** DOCUMENT TEXT **
--*--

United States, 862 F. Supp. 384 (CIT 1994), and UCF America, Inc. v. 
United States, 870 F. Supp. 1120, 1127-28 (CIT 1994) (UCF America)).
    Based on these CIT decisions, Transcom says that an exporter that 
is not under review would have no reason to anticipate that antidumping 
duties assessed on its merchandise would vary from the amount 
deposited. Transcom notes that Federal Mogul II (at 788) states that 
parties rely on the cash deposit rates in making their decision whether 
to request an administrative review of certain merchandise. In view of 
the Department's regulations, Transcom claims that the absence of any 
notice from the Department that unnamed companies faced the possibility 
of increased antidumping duty liability is fundamentally prejudicial to 
the unnamed companies. Transcom states that previous attempts by the 
Department to impose the BIA rate on an exporter neither named in the 
review request nor in the notice of initiation have been overturned, 
citing Sigma Corp. v. United States, 841 F. Supp. 1255 (CIT 1993) 
(Sigma Corp. I). In that case, Transcom contends, the CIT held that the 
Department was required to provide the company in question adequate 
notice to defend its interests and, because it failed to do so, ordered 
that the merchandise exported by that company was to be liquidated at 
the entered deposit rate.
    Transcom argues that the Department's statement that all exporters 
of subject merchandise are ``conditionally covered by this review'' 
(Initiation of Antidumping Duty Administrative Reviews and Request for 
Revocation in Part (Initiation Notice), 59 FR 43537, 43539 (August 24, 
1994)) is inadequate in that it fails to explain under what 
``conditions'' exporters are covered and whether such ``conditions'' 
were met. If the statement is meant to include unconditionally all 
unnamed exporters, Transcom asserts that it is contrary to the 
regulatory requirement at 19 CFR 353.22(a)(1) that the review cover 
``specified individual producers or resellers covered by an order.'' 
Because Gold Hill was never served notice that it was subject, 
conditionally or otherwise, to review, Transcom claims that the 
Department is precluded from applying a punitive rate to the company's 
exports.
    Transcom contends that, in accordance with section 776 of the Act, 
the Department must have requested and been unable to obtain 
information before applying punitive BIA. Transcom claims that the 
Department may not resort to BIA ``because of an alleged failure to 
provide further explanation when that additional explanation was never 
requested'' (quoting Olympic Adhesives at 1574 and citing Mitsui & Co., 
Ltd. v. United States, 18 CIT 185 (March 11, 1994), and Usinor).

--*--

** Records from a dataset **

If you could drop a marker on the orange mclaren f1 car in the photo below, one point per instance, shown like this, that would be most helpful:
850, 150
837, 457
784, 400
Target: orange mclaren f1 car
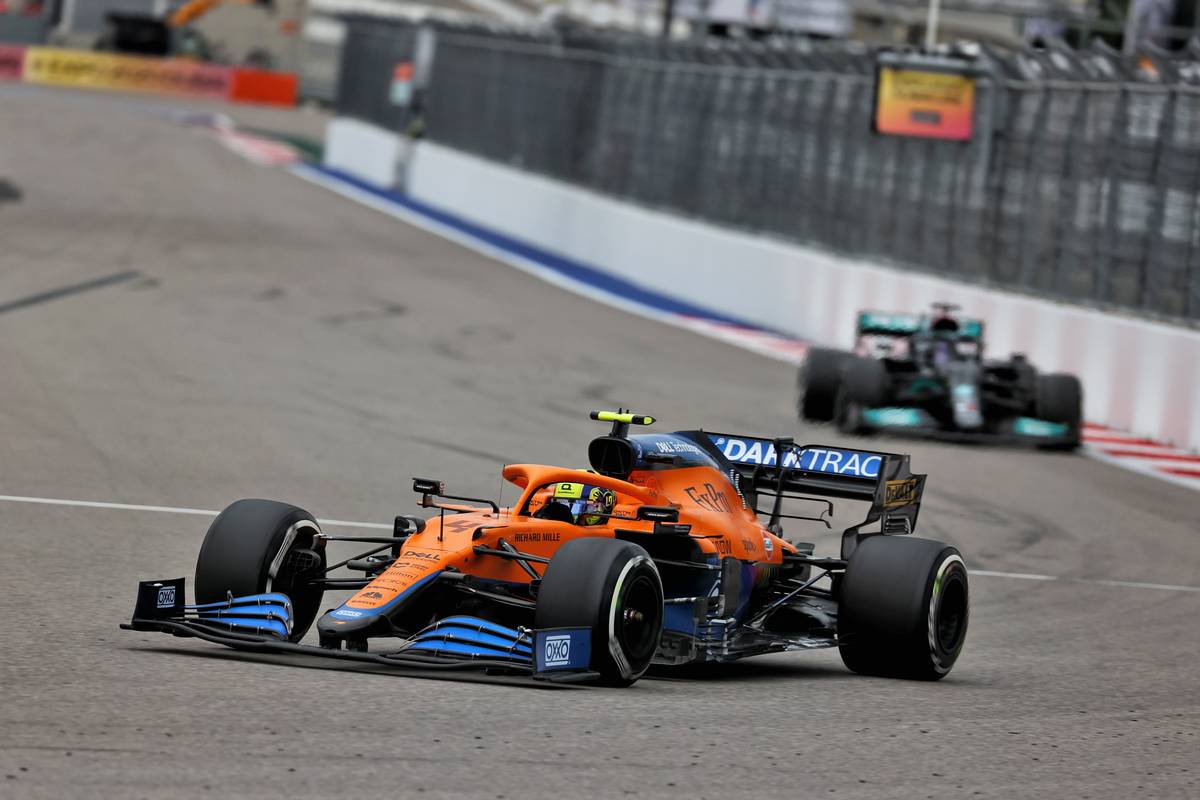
669, 551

--*--

** GIVEN EXERCISE 1 **
Give the antidumping passage from "Transcom contends that, in" up to and including "1994), and Usinor).", and switch "Olympic Adhesives" to "Federal Mogul II".
** GIVEN EXERCISE 2 **
Starting at "Transcom notes that Federal Mogul II," list every court case the antidumping passage names.

** EXERCISE RESPONSE 1 **
Transcom contends that, in accordance with section 776 of the Act, 
the Department must have requested and been unable to obtain 
information before applying punitive BIA. Transcom claims that the 
Department may not resort to BIA ``because of an alleged failure to 
provide further explanation when that additional explanation was never 
requested'' (quoting Federal Mogul II at 1574 and citing Mitsui & Co., 
Ltd. v. United States, 18 CIT 185 (March 11, 1994), and Usinor).

** EXERCISE RESPONSE 2 **
- Federal Mogul II
- Sigma Corp. v. United States (Sigma Corp. I)
- Olympic Adhesives
- Mitsui & Co., Ltd. v. United States
- Usinor